— start of MATERIAL —

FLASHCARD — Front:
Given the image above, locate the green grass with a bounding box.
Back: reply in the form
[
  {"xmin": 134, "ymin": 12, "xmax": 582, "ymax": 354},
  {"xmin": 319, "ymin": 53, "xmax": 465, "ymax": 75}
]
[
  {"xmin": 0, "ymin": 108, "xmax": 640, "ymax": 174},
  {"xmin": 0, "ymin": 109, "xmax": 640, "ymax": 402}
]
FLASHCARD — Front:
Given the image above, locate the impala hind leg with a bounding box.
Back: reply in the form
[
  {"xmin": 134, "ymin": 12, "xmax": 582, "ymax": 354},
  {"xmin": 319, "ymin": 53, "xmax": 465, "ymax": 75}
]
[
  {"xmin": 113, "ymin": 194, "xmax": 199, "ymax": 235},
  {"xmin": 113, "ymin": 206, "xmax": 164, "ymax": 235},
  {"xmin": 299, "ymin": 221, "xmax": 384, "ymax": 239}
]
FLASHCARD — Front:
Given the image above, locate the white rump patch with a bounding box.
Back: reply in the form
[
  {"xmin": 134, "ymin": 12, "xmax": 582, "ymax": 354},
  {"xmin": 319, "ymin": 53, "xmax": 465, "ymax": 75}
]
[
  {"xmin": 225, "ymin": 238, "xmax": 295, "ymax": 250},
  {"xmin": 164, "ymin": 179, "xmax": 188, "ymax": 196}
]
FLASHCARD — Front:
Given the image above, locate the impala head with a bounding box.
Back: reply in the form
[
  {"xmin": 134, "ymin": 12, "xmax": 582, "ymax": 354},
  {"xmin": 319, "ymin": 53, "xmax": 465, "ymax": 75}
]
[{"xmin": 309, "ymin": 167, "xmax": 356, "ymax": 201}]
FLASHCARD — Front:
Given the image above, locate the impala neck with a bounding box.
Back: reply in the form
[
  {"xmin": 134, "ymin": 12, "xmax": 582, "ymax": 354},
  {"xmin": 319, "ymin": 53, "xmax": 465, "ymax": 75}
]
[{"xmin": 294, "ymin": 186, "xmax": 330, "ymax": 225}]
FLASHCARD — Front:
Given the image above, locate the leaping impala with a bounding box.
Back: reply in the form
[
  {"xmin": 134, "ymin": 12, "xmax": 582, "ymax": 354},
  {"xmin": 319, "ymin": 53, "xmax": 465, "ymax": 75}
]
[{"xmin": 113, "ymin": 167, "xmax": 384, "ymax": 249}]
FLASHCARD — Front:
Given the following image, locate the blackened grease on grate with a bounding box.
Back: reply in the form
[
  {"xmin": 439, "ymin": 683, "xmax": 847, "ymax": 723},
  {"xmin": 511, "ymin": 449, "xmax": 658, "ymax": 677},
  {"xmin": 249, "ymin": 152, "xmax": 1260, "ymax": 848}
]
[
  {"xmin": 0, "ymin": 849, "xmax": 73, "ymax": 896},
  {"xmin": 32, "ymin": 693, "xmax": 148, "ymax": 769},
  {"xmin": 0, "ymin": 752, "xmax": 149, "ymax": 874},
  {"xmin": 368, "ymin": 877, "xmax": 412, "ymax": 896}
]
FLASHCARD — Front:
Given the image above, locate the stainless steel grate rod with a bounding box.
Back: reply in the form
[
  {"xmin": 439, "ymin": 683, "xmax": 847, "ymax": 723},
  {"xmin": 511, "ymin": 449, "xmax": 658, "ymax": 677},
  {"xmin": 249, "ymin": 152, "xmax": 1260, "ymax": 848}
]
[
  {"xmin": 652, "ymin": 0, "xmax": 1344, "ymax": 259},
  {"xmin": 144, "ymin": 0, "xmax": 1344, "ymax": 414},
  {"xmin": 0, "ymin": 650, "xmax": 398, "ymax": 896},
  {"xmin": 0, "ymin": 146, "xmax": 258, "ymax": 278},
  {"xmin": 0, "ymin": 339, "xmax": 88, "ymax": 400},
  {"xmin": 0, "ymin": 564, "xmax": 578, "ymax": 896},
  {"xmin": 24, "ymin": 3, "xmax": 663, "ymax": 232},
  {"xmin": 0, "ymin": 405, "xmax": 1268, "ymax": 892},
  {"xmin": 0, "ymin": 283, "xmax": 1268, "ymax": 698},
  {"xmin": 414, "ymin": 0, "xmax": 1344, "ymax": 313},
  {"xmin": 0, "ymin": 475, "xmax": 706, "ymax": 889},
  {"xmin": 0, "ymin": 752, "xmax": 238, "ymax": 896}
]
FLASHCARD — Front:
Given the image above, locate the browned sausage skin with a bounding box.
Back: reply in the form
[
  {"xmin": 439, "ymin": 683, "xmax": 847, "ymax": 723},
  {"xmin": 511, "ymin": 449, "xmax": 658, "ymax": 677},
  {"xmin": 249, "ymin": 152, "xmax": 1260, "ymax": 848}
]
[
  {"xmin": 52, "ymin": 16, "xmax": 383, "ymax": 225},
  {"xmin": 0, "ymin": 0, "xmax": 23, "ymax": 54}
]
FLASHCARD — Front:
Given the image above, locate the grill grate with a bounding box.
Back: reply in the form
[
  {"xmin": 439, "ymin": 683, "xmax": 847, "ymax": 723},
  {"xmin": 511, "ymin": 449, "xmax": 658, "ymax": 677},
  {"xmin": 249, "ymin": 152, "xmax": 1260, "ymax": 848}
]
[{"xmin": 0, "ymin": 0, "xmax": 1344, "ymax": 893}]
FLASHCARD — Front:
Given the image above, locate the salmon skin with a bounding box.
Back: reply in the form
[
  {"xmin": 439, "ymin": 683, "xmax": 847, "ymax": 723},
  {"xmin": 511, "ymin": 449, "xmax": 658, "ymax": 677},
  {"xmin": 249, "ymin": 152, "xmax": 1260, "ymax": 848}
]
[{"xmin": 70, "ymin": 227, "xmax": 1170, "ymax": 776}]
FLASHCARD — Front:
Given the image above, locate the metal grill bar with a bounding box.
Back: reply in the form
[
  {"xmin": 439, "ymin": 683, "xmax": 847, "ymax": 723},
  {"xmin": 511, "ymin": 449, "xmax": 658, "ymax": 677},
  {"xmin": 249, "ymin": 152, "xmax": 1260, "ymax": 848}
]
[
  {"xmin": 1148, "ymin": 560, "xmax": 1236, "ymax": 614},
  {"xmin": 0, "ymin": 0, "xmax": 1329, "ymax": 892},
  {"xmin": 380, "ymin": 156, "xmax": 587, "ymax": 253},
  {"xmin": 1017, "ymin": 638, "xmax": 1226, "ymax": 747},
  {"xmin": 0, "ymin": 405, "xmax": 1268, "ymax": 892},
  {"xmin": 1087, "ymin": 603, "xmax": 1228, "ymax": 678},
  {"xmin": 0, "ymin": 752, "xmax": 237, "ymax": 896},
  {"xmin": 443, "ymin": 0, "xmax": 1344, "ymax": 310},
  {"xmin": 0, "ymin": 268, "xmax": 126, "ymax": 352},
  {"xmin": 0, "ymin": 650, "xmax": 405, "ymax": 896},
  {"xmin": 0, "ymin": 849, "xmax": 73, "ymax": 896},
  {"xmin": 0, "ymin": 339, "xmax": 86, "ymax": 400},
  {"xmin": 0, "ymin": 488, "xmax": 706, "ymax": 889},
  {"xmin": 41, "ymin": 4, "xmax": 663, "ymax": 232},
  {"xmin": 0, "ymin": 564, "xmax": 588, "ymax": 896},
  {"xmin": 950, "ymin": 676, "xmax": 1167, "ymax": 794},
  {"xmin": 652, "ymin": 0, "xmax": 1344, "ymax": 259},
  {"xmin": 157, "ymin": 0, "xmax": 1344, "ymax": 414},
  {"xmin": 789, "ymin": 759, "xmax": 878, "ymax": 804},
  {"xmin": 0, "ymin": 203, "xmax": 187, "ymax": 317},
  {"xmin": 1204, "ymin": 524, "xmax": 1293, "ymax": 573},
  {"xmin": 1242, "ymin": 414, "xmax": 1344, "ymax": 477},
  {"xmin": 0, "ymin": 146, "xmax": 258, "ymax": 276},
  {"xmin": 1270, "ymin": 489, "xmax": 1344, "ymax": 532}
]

— end of MATERIAL —

* _TO BE DONE_:
Show each line of the data above that contains the word "grill".

* _RESULT OF THIS EXERCISE_:
Given the image above, locate the grill grate with a bounding box.
Given the image above, locate the metal grill bar with a bounding box.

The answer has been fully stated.